▶ WHAT YOU ARE ASKED TO DO
Transcribe each record exactly. Include every one.

▶ TASK MATERIAL
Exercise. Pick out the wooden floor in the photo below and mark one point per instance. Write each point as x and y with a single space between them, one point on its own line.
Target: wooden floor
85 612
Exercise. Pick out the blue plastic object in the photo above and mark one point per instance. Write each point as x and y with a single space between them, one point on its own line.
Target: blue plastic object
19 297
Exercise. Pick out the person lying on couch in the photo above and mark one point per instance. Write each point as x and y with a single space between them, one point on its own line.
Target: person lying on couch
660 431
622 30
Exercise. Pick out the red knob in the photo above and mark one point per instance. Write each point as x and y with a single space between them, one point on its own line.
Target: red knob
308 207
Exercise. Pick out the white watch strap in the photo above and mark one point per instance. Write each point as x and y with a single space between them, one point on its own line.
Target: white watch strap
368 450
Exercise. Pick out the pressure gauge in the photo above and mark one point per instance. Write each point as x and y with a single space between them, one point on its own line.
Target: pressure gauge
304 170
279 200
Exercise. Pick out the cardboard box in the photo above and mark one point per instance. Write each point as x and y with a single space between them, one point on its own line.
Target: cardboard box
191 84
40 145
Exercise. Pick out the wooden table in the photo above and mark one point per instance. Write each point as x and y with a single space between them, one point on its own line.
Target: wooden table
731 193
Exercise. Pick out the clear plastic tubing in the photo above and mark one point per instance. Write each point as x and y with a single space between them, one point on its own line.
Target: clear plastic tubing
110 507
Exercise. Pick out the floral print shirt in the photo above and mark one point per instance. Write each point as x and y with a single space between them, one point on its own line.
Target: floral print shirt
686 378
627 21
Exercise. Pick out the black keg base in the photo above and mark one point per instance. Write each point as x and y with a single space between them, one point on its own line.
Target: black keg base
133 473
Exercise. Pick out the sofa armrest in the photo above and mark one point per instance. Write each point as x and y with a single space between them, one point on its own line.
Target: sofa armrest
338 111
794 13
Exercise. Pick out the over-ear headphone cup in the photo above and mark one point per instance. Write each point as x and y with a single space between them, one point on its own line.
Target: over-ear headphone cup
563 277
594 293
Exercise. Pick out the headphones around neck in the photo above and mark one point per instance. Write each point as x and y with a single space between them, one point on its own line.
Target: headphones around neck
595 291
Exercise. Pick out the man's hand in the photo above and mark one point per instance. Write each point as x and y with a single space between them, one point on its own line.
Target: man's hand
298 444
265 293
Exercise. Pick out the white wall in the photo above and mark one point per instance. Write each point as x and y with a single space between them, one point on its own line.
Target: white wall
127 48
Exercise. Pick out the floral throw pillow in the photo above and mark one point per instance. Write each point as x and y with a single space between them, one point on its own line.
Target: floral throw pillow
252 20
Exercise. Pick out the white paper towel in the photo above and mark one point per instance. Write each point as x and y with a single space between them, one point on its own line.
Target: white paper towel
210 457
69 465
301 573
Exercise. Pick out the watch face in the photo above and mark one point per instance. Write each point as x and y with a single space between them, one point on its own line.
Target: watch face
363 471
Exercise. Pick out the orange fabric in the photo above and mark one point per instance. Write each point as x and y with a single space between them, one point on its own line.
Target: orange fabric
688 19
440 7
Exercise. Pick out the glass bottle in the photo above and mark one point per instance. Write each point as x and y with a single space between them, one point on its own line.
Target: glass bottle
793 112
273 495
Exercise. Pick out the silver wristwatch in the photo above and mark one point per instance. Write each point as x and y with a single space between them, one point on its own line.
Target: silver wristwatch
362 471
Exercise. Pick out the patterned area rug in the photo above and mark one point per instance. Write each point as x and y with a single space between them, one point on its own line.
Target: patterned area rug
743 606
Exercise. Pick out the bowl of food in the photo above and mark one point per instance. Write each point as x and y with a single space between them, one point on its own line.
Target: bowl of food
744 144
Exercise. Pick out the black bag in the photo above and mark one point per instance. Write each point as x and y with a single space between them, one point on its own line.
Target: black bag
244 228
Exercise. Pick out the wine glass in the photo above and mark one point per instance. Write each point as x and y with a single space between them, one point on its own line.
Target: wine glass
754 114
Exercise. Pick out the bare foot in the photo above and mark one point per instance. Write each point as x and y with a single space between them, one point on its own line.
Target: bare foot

▶ ANSWER BELOW
Exercise. Pick out the wooden floor in the photo below and mark one point per instance. Write each point as x and y with a single space between them, one point on its own line.
Target: wooden floor
85 612
Exercise. Pick out the blue plastic object in the photo above and mark one point per instance. Write each point as x and y with a single space between them, one point on its own line.
Target: blue plastic object
19 297
Exercise. Pick out the person lying on couch in the photo above and mark one point per instance. Write each point as x and y with a single space between them, one point on its own line.
Target: person lying on couch
660 431
622 30
Exercise. Pick out the red knob in the photo above and mark one point per instance. Write each point as x and y with a single space between them, one point on its own line.
Target: red knob
308 207
Exercise. Pick out the white watch strap in the photo above and mark one point per instance. Write each point as x and y with a single space between them, one point on its own line.
Target: white watch strap
368 450
Exercise. Pick out the pressure gauge in the photo above and mark one point per instance. Write each point as x and y with a single space between them, one point on its own line.
Target: pressure gauge
304 170
279 200
Exercise. Pick out the cardboard box in the photo above and mark one point per instance. Write each point as x and y with a single space between them, one point on its own line.
Target: cardboard box
191 84
40 145
Exercise. Pick out the wooden table in the photo above and mark one point per instance. Write each point as x and y with a single space between them, one point on its own line.
Target: wooden table
731 193
Exercise. Pick out the clear plastic tubing in the photo above and mark one point per instance. Write each point as x and y with a single space between them, one point on its own line.
Target: clear plastic tubing
110 507
Exercise. Pick out the floral print shirt in the photo above and mark one point per instance. Write each point as x and y with a single space between them, one point on its own line.
Target: floral print shirt
686 378
627 21
Exercise. Pick out the black keg base in the photo above and mark one point per instance. Write each point as x and y with a single space between them, one point on its own line.
Target: black keg base
133 473
Exercise. Pick out the sofa armrest in the photo above and mark one point per instance. Write each point as x and y with a single space between them, one point on its own line.
Target: sofa armrest
338 111
794 13
Exercise. Pick out the over-ear headphone cup in the photo above and mark one point per instance. Write each point as x and y with a single space between them, one point on its own line.
Target: over-ear headphone cup
563 277
594 293
Exercise. Pick out the headphones around neck in the photo above and mark one point per instance. Write each point as x and y with a single space between them, one point on its own line.
Target: headphones around neck
595 291
Exercise. Pick out the man's hand in the photo above and mark one point per instance. Write each point as x and y with a single space between them, one point on its own line.
Target: man's hand
298 444
265 293
Exercise. Pick out the white wall in the photo above and mark one point per instance. Write each point as x and y with a single space between them, one point on its own line.
Target: white wall
127 48
Exercise. Pick out the floral throw pillow in the photo above and mark one point per instance. Write each point as x and y with a single space between them, one point on its own line.
Target: floral throw pillow
252 20
Exercise. Pick out the white paper towel in the photo above and mark one point per instance. Write each point as x and y with a single space between them, one point on its own line.
Target: white paper towel
210 457
69 465
301 573
Exercise. Pick out the watch face in the photo above and mark one point per instance. Write each point as x and y with a single space between them, one point on its own line.
Target: watch face
363 471
Exercise. Pick out the orange fabric in the photo above and mark one point per instance. Write each point as x and y with a single space between them, one point on its own line.
Target: orange fabric
688 19
440 7
Exercise. Pick out the glass bottle in the photo above and mark one point per instance. Write each point as x and y with a single space between them, one point on its own line.
Target: glass bottle
793 112
273 495
Exercise. Pick out the silver wristwatch in the photo above and mark one point per instance. Write each point as x and y with a single space between them, one point on its own line.
Target: silver wristwatch
362 471
Exercise. Pick out the patterned area rug in the photo above and mark one point per instance. Write each point as x and y with a single space between them, one point on its own line.
Target: patterned area rug
743 606
Exercise. Pick out the bowl of food in the photo above and mark one point per instance. Write each point as x and y with a single space between them, one point on its own line.
Target: bowl of food
744 144
Exercise. Pick out the black bag in the photo above and mark one point per instance. Write each point as x and y with a single space between them, one point on its own line.
Target: black bag
244 228
Exercise. Pick out the wine glass in the photo above and mark one point per instance. Write each point as x and y with a single space between them, one point on its own line.
Target: wine glass
754 114
Exercise. Pick out the bare foot in the photo above and mark one point per instance. Write each point as x and y with a single space between them, one point on its own line.
Target: bare foot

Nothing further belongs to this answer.